Given problem: Change "annotate" to "mark" throughout the entries below and keep everything else the same. Leave the pictures out of your answer.

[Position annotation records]
=======

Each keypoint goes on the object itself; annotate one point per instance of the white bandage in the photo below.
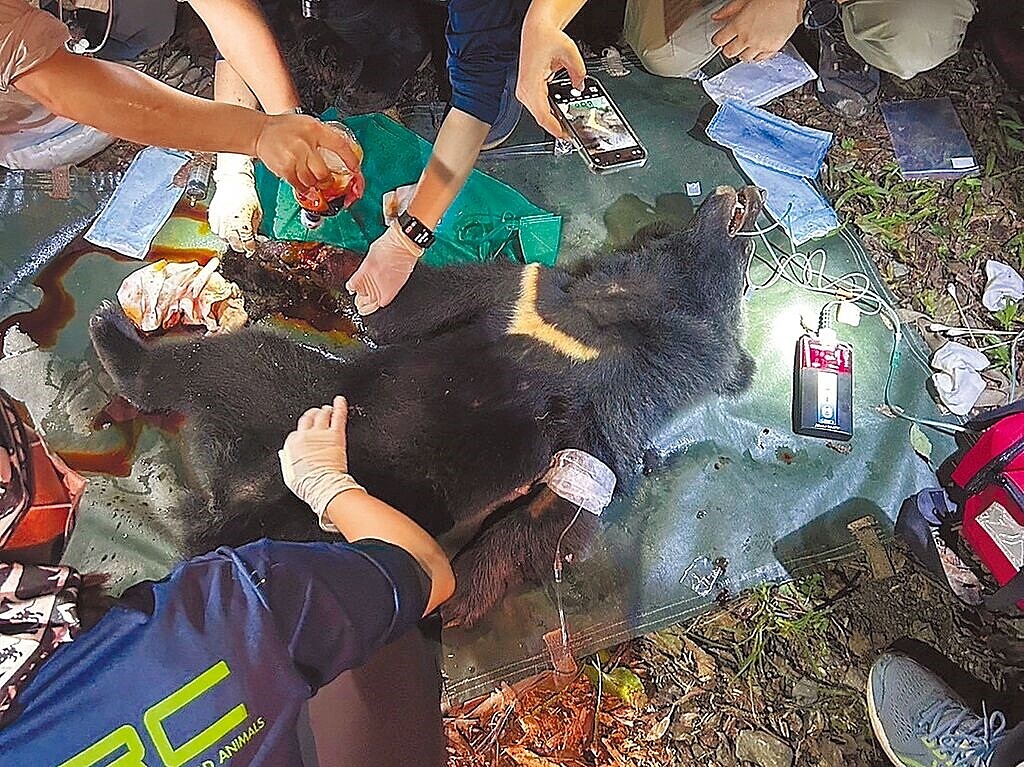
(235, 212)
(581, 479)
(317, 487)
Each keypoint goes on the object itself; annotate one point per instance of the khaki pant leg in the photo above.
(678, 54)
(905, 37)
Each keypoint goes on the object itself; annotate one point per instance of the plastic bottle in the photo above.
(328, 200)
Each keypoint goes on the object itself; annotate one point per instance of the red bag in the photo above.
(39, 495)
(991, 475)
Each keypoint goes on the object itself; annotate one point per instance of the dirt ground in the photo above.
(776, 676)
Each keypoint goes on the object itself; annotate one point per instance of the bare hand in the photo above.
(756, 30)
(544, 50)
(288, 145)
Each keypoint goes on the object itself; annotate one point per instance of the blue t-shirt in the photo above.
(483, 49)
(211, 666)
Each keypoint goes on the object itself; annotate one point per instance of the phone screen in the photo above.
(595, 123)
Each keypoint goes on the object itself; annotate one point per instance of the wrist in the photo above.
(414, 230)
(545, 15)
(333, 519)
(229, 164)
(258, 124)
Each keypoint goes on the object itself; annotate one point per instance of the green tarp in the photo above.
(741, 499)
(486, 218)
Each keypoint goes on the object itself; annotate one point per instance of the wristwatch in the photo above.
(416, 230)
(819, 13)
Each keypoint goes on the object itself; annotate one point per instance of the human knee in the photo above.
(905, 38)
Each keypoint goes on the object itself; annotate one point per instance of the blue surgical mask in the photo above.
(768, 139)
(780, 157)
(794, 202)
(759, 82)
(141, 204)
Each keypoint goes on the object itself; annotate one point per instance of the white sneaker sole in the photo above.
(880, 731)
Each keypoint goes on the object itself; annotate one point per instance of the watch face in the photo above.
(820, 13)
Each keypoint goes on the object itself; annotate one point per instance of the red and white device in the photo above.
(822, 387)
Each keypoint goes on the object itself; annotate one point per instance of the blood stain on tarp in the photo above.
(198, 213)
(128, 421)
(785, 455)
(56, 308)
(309, 316)
(180, 255)
(844, 449)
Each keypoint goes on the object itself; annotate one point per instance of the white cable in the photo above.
(801, 269)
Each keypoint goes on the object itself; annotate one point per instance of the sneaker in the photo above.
(509, 112)
(920, 721)
(174, 67)
(847, 84)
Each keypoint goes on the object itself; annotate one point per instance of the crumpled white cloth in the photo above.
(1005, 284)
(396, 201)
(958, 380)
(165, 294)
(581, 479)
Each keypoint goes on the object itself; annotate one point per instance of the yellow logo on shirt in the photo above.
(126, 737)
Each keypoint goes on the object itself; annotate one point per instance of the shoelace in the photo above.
(846, 58)
(960, 737)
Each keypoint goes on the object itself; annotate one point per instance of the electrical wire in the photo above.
(73, 47)
(807, 270)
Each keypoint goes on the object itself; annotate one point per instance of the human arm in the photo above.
(314, 465)
(392, 256)
(331, 604)
(545, 49)
(127, 103)
(235, 213)
(254, 65)
(756, 30)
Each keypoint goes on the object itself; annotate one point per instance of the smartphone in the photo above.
(599, 130)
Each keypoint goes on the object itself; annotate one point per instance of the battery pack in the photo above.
(822, 389)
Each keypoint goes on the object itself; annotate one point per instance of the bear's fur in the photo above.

=======

Answer in full:
Each keypoint goes on the object itself; mark one point per instance of the white bandage in the photo below.
(235, 212)
(581, 479)
(317, 487)
Each keypoint goes on the object itself; mark one point per instance of the khaki pant leg in the photo above.
(678, 54)
(905, 37)
Each keypoint goes on the object itself; mark one point per instance of the plastic bottle in the photo above.
(328, 200)
Each keypoint goes on the object itself; mark one point per instance of the red bag in the photo above.
(39, 495)
(991, 475)
Each keypoint goes on the object itself; mark one point per instance of the dirt ground in the photo above.
(776, 676)
Each keypoint goes on the object itself; mark one point per instance of the bare hand in the photo above.
(756, 30)
(544, 50)
(288, 145)
Each keypoint goes on the object itself; mark one point per instance of the blue t-shirt in the photo above.
(483, 49)
(211, 666)
Each keypoint goes on the object itself; mark one point per instance of the phone screen in the photo above.
(595, 123)
Each keypoint goes on the object itself; mark one point per instance of the wrist in the photo above.
(414, 230)
(545, 15)
(333, 519)
(229, 164)
(258, 124)
Each keypoint goes on the object itself; mark one point per instance of the green tarp in the photo above.
(741, 499)
(486, 218)
Each keypoint goes on the object itself; mark one point per instance of the wristwatch in the photo above.
(416, 230)
(819, 13)
Each keypoint goes on the object itself; mark one point per instance of the human knee in the photo above.
(905, 38)
Each keypoint goes on the object itself; mark one point per instance of the blue surgical mask in the photo above.
(768, 139)
(780, 157)
(794, 202)
(759, 82)
(141, 204)
Each keypoint goes on the object itself; mark one point per instance of the white sneaker sole in the photo above.
(880, 731)
Each keypoint goes on the object itself; mark one point per instance of the watch face in the photo above.
(820, 13)
Each keypoint goes on the object itself; mark one point per instance of the red and white device in the photo above.
(822, 387)
Each keypoint goes on the object itself; mark one point per instance of the blood stain on tarp in the photo above.
(198, 213)
(128, 421)
(785, 455)
(56, 308)
(309, 316)
(180, 255)
(844, 449)
Each keypoint goes on the object itself; mark one point per instance of the white cable in the photo above.
(801, 269)
Each keypoint goes on the object itself; mark one point per instance of the sneaker in the photo above.
(509, 112)
(920, 721)
(174, 67)
(847, 84)
Each keypoint goes on the object itself; mark one point per instance of the crumpled white cloth in the photo above.
(1005, 284)
(396, 201)
(958, 380)
(165, 294)
(581, 479)
Each keypoint goes on the object itself; mark one point per instance of the yellow logo on shirt in the photo above.
(126, 737)
Each keypoint goes on the object itself; mark one point per instance of the shoelace in the photo above.
(846, 58)
(960, 737)
Each keypoint goes on the object itself; mark one point per instance of the electrical wire in the photo above.
(73, 47)
(807, 270)
Each keypoint goes on the object itself; mark one point per instance of the human arm in the photo above.
(314, 465)
(392, 256)
(331, 604)
(545, 49)
(127, 103)
(235, 213)
(254, 65)
(756, 30)
Each keypoint goes on the object itself; mark one point per instance of the smartphone in the photo above.
(599, 130)
Each keypoint goes on the object itself; mark one point per instance of the battery pack in the photo above.
(822, 389)
Each keypoint goes on the object itself; mark one point per instance of the bear's fur in the photo above.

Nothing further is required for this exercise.